### WHAT THE TASK REQUIRES
Word for word, set down every line of the entries below from the line with "Query: thin green stalk" to the line with "formatted like [643,522].", including both, and no other line.

Saved entries
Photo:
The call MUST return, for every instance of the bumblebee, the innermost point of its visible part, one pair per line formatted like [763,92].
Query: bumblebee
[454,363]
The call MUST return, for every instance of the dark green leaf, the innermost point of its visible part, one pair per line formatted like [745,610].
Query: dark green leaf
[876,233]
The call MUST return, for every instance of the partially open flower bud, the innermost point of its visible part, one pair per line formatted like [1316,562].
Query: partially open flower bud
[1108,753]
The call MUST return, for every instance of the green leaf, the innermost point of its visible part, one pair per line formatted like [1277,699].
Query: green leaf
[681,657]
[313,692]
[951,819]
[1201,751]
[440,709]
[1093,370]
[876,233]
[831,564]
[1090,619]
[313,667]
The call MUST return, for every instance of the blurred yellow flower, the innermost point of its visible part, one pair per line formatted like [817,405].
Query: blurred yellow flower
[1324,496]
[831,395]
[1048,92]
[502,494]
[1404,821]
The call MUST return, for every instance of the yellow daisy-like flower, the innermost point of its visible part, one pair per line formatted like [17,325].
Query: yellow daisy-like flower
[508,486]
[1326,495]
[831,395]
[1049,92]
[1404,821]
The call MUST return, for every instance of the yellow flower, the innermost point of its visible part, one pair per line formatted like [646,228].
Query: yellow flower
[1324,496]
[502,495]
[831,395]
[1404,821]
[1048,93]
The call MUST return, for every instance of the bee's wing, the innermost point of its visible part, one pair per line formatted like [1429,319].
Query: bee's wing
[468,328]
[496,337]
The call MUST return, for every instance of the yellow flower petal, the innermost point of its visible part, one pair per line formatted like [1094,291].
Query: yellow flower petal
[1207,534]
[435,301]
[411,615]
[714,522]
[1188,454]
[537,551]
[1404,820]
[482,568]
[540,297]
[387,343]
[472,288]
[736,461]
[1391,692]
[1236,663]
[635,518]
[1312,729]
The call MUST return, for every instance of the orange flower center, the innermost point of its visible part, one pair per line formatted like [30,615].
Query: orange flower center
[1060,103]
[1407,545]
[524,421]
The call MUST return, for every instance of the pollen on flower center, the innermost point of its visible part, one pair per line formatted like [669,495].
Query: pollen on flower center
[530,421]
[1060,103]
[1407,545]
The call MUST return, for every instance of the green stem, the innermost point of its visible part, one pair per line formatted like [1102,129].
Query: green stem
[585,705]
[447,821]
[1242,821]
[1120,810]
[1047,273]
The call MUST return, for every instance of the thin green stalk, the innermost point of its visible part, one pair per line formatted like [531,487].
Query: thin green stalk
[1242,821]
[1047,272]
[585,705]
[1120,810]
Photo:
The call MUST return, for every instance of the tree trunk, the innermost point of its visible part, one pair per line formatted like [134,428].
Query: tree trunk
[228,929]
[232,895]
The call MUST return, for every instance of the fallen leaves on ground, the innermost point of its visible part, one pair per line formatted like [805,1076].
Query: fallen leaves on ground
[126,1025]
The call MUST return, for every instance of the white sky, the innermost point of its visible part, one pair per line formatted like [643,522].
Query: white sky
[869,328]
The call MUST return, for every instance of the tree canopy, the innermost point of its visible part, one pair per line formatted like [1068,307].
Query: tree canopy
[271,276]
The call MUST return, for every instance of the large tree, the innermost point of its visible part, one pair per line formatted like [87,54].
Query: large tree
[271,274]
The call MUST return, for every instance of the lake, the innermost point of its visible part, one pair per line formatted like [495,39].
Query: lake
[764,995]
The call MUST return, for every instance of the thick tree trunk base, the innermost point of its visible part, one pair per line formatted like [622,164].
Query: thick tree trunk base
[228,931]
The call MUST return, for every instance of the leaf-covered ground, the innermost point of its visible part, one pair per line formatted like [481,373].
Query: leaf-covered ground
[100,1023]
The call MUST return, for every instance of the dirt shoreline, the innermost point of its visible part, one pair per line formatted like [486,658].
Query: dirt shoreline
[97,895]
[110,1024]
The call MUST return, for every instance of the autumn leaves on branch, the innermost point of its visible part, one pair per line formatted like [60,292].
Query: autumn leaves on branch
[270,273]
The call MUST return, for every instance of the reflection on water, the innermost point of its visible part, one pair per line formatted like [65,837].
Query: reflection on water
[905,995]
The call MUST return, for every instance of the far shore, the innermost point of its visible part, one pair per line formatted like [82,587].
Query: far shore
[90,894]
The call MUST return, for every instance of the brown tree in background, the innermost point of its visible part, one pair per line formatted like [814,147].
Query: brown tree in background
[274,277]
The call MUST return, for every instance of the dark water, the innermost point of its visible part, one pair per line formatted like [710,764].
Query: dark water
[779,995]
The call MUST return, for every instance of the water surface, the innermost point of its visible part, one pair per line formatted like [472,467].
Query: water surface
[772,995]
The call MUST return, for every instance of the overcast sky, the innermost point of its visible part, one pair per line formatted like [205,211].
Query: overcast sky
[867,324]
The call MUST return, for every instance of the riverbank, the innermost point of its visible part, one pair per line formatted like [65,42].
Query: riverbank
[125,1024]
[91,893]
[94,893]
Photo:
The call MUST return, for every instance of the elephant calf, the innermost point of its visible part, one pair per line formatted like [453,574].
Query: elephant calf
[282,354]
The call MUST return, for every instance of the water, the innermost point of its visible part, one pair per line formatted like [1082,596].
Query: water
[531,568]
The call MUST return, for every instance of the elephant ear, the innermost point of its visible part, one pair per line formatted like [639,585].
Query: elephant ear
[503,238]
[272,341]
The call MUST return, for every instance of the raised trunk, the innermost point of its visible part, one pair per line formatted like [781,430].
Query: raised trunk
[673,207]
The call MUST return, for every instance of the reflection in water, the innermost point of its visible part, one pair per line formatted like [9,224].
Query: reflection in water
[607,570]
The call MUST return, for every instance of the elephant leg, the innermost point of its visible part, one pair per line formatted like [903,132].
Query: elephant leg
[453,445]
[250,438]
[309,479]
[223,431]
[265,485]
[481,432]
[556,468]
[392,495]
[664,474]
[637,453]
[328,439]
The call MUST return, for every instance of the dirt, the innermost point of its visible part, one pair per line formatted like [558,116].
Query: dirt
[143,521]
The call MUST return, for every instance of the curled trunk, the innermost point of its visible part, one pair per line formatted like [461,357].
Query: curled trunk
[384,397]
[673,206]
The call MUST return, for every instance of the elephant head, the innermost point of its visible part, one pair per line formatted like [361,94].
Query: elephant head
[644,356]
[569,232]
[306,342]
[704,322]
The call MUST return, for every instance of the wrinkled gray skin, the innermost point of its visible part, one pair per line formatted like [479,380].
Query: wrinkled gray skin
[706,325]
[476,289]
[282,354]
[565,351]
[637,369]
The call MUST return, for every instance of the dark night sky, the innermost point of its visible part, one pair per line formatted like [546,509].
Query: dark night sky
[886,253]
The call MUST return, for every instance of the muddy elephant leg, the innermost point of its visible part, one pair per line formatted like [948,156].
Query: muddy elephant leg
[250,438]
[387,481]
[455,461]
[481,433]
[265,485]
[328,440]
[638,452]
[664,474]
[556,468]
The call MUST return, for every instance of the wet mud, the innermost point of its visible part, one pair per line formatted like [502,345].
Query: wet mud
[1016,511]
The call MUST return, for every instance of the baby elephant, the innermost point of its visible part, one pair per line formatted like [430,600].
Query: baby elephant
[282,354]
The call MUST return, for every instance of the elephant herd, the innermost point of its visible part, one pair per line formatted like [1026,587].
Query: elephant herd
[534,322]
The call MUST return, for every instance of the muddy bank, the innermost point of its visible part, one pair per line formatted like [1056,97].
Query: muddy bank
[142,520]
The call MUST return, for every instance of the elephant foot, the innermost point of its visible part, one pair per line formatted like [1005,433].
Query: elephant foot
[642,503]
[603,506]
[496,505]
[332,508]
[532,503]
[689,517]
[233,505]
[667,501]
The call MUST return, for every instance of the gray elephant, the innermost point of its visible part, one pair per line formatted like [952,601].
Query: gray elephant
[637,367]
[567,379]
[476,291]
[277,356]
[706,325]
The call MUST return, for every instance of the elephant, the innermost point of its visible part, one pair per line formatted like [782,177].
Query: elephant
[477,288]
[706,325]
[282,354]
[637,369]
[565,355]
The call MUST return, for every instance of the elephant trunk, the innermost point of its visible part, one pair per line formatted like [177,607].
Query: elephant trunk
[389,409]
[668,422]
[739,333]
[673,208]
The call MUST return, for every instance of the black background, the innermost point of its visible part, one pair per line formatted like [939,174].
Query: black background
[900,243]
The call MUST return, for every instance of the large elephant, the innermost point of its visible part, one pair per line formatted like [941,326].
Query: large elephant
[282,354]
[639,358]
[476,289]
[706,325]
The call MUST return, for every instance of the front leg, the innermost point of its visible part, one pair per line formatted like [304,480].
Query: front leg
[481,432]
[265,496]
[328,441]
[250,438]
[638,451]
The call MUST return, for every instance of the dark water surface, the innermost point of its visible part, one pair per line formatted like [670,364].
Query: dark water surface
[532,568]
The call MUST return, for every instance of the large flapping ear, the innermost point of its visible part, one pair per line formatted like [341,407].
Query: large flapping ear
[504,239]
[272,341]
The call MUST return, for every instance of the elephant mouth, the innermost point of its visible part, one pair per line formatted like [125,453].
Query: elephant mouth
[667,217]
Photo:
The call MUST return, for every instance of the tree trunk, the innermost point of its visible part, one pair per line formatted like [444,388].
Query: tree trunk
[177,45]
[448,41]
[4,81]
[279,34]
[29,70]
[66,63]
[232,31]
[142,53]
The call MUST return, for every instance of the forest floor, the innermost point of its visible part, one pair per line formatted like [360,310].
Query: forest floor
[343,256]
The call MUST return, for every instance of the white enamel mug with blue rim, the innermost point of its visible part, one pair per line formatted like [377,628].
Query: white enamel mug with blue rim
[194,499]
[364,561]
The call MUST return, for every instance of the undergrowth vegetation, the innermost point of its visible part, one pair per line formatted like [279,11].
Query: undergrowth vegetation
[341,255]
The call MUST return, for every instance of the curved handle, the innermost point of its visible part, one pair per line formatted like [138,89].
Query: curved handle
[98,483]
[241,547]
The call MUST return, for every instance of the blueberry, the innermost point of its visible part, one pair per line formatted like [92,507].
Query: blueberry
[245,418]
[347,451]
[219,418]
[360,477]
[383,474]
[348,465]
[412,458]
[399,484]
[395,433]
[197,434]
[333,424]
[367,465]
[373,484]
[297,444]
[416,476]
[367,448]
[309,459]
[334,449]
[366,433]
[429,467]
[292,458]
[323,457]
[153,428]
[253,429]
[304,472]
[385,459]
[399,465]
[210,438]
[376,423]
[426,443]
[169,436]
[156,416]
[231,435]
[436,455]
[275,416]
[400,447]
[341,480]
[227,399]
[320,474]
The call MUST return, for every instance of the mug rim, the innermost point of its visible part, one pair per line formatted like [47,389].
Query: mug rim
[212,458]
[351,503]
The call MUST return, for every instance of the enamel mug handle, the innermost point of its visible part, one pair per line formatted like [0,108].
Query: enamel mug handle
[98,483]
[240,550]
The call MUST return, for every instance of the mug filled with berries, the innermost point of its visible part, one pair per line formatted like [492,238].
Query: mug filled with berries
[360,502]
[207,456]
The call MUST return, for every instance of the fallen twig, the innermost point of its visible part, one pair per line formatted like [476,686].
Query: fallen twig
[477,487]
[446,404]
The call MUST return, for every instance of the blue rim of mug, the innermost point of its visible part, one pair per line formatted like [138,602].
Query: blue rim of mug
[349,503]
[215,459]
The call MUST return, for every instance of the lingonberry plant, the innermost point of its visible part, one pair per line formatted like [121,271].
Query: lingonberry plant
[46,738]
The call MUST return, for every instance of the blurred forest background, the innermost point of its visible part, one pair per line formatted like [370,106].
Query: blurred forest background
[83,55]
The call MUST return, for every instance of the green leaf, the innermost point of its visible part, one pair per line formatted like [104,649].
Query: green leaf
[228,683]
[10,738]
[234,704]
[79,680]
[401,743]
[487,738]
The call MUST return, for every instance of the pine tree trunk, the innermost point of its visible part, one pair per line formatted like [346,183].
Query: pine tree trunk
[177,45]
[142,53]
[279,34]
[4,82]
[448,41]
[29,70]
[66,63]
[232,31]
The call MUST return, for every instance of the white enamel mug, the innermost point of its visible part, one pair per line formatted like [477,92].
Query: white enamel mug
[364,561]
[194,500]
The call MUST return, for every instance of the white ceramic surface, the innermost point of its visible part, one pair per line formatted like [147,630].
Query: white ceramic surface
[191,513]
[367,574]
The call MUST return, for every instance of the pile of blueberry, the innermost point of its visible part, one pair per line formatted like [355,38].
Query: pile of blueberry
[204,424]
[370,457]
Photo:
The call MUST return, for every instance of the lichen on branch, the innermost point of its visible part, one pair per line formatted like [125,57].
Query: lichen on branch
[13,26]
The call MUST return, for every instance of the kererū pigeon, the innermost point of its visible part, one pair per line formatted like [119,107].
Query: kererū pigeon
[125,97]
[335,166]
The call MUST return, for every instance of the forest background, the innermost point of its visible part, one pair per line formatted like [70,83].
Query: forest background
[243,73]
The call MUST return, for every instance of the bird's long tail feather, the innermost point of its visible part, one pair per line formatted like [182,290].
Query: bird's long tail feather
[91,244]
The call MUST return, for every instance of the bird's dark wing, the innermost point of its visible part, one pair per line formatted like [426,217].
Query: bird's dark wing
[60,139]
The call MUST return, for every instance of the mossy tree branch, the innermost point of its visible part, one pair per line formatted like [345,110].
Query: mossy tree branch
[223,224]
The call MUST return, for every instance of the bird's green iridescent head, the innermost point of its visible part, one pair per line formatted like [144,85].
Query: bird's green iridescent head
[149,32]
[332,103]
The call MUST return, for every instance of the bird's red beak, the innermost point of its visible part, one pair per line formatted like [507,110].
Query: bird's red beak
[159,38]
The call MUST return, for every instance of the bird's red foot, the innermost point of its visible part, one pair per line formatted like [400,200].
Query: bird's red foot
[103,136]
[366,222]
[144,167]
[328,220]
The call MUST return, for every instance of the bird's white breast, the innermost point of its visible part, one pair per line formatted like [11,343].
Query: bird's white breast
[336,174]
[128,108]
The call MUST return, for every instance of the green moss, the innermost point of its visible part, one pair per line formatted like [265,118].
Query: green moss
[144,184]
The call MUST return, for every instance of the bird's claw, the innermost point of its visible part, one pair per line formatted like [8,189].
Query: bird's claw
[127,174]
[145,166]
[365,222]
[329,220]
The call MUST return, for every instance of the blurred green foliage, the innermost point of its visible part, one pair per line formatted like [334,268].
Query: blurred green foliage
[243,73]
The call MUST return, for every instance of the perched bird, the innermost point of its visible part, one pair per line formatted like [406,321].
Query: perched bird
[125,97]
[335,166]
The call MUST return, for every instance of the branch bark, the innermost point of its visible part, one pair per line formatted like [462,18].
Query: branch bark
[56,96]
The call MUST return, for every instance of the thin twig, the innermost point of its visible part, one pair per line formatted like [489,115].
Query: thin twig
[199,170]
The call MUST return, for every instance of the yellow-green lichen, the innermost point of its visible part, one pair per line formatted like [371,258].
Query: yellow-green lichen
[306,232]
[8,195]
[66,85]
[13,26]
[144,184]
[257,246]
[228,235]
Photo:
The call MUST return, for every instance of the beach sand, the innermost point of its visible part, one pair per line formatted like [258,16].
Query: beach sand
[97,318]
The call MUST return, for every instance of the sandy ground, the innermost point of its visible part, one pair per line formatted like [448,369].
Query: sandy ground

### TASK SOLUTION
Query: thin green stalk
[1242,821]
[1047,272]
[585,705]
[1120,810]
Photo:
The call MUST return, for every instance of the tree trunk, the innermost point of its visible part, one pair per line formatted like [134,428].
Query: tree trunk
[228,929]
[232,895]
The call MUST return, for every instance of the fallen leaves on ground, the innermost point of its visible part, one pair per line formatted like [805,1076].
Query: fallen leaves on ground
[126,1025]
The call MUST return, for every instance of the white sky, the innermost point of its visible part, one pair per line formatted like [643,522].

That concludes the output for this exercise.